- PROBLEM -
Turn the part of the listing starting at the line that contains "Task: indicate the bench" and ending at the line that contains "<point>364,248</point>" into a Markdown table with the columns Row and Line. Give each line its own numbered row and leave out blank lines.

- ENTRIES PROVIDED -
· · · · ·

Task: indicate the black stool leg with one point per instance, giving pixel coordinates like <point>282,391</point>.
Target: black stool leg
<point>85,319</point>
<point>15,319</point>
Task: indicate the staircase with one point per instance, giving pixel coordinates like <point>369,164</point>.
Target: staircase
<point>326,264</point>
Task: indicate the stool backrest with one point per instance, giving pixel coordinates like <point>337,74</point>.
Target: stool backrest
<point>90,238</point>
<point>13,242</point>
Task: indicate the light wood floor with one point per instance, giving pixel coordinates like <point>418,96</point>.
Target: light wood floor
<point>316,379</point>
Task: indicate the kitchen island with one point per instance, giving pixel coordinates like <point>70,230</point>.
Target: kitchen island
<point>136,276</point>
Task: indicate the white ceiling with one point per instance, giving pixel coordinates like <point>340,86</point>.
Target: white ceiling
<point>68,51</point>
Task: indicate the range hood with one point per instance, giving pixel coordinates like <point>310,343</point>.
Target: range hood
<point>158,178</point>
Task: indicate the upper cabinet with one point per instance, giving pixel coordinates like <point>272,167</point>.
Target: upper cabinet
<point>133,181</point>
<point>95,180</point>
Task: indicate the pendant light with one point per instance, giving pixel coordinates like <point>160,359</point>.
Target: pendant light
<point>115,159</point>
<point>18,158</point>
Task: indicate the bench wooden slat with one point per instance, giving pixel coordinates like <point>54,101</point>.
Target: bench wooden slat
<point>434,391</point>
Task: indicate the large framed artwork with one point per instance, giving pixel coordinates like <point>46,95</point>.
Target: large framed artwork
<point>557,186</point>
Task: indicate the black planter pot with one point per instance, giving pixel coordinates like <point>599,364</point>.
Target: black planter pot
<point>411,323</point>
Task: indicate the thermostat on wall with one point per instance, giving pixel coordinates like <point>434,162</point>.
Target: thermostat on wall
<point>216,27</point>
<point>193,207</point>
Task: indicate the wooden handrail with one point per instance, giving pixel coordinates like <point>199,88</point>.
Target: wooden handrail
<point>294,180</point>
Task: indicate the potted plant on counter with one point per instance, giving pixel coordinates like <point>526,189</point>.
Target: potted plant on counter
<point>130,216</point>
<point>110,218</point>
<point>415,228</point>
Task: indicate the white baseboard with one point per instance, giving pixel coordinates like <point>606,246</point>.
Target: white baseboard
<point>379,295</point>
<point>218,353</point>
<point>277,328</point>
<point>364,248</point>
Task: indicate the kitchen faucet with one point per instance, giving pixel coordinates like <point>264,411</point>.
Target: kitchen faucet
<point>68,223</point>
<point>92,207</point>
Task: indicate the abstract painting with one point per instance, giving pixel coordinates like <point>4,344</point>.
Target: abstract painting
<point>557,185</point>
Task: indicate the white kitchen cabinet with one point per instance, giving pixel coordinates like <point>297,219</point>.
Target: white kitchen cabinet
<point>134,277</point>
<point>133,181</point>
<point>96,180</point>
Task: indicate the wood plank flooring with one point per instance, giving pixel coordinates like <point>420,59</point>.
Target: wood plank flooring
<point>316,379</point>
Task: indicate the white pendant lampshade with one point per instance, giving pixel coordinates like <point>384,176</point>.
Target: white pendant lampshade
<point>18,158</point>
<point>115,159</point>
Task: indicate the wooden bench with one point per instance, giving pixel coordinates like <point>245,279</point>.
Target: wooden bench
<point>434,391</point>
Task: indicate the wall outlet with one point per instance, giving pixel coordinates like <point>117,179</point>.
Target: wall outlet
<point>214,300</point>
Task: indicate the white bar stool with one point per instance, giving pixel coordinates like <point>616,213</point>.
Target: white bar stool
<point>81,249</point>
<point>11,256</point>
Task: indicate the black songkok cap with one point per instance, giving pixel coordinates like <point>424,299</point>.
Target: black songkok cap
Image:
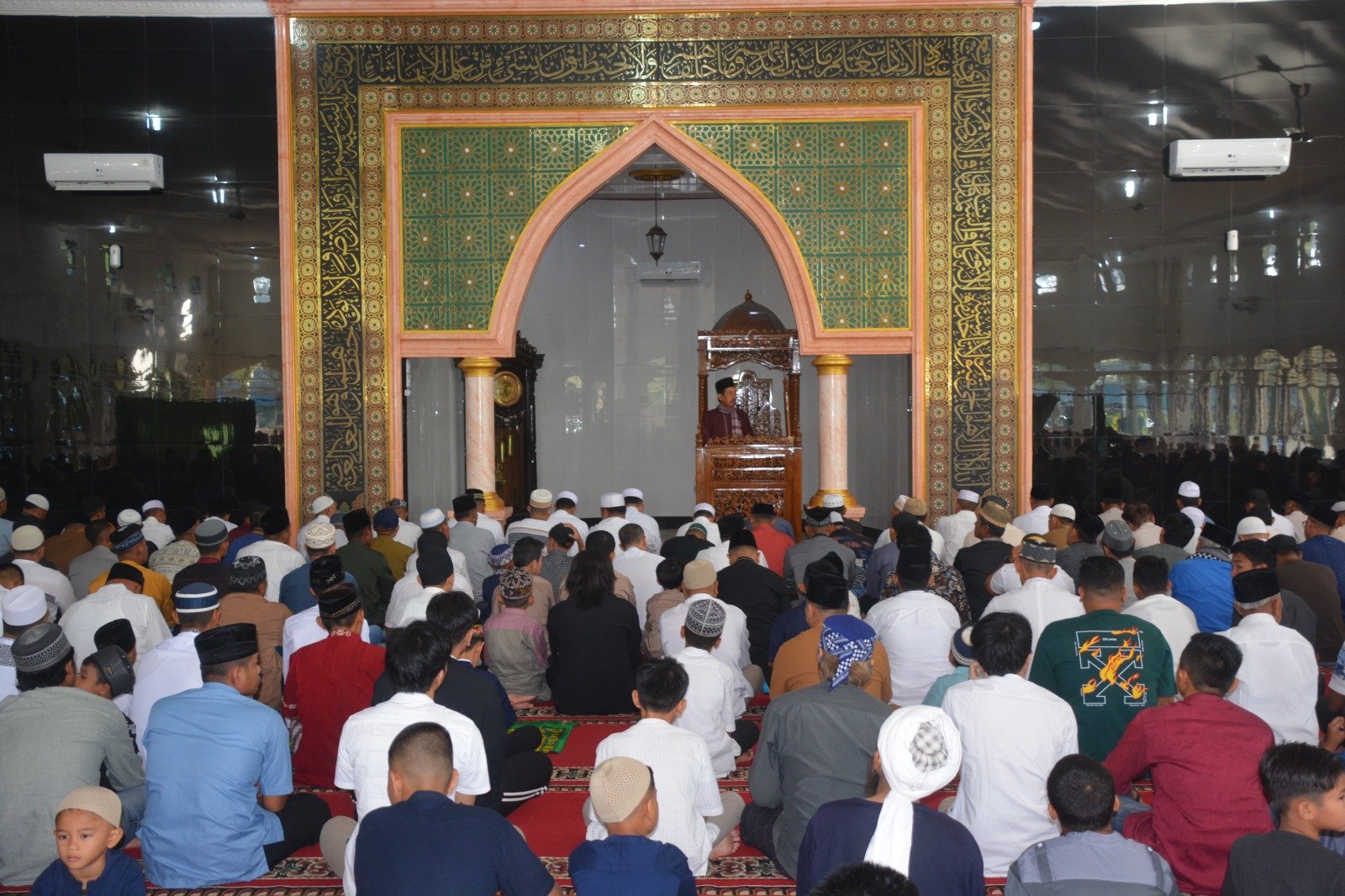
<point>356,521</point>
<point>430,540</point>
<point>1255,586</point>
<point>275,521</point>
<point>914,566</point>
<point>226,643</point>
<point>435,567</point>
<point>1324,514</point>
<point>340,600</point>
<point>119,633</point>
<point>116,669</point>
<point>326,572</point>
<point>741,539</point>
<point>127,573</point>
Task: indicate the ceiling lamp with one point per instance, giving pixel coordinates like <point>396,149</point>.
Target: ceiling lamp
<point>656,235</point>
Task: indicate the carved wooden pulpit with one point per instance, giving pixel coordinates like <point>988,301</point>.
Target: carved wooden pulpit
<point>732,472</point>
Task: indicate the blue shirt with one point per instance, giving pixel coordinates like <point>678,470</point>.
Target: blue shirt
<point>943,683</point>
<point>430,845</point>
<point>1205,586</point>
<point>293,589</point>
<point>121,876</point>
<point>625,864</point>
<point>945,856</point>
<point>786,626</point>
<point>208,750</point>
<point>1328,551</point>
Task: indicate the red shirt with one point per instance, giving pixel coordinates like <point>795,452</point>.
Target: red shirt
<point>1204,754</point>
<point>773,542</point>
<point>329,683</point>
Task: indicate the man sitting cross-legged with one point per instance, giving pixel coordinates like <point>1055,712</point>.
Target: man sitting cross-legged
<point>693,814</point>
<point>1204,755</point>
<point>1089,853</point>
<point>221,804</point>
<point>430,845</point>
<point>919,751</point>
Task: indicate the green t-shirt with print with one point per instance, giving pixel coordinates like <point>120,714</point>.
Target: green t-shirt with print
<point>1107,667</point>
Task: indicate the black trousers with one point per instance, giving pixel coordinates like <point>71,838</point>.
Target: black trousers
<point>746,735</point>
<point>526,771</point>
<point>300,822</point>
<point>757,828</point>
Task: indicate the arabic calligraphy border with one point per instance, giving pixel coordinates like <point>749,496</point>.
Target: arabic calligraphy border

· · · · ·

- WORKED ANSWER -
| Row | Line |
|---|---|
| 1 | Task: indicate the bench wooden slat with one point per instance, giving pixel coordinates like <point>54,101</point>. |
| 2 | Target: bench wooden slat |
| 3 | <point>434,391</point> |
| 4 | Task: indicate the large framed artwork with one point per instance, giving pixel coordinates like <point>46,95</point>. |
| 5 | Target: large framed artwork |
| 6 | <point>557,186</point> |
| 7 | Task: indicate the black planter pot with one point per instance, giving pixel coordinates like <point>599,364</point>. |
| 8 | Target: black planter pot |
| 9 | <point>411,323</point> |
| 10 | Task: indicate the thermostat on wall with one point per instance, giving pixel coordinates like <point>434,162</point>. |
| 11 | Target: thermostat on wall |
| 12 | <point>216,27</point> |
| 13 | <point>193,207</point> |
| 14 | Task: indicate the wooden handrail with one point per instance, giving pixel coordinates like <point>199,88</point>. |
| 15 | Target: wooden handrail |
| 16 | <point>294,180</point> |
| 17 | Task: indicate the potted plant on counter with one point per instance, giving pixel coordinates like <point>526,189</point>. |
| 18 | Target: potted plant on counter |
| 19 | <point>130,216</point> |
| 20 | <point>110,218</point> |
| 21 | <point>415,228</point> |
| 22 | Task: indicate the white baseboard with one point per instance, giving pixel coordinates like <point>606,246</point>. |
| 23 | Target: white baseboard |
| 24 | <point>379,295</point> |
| 25 | <point>218,353</point> |
| 26 | <point>277,328</point> |
| 27 | <point>364,248</point> |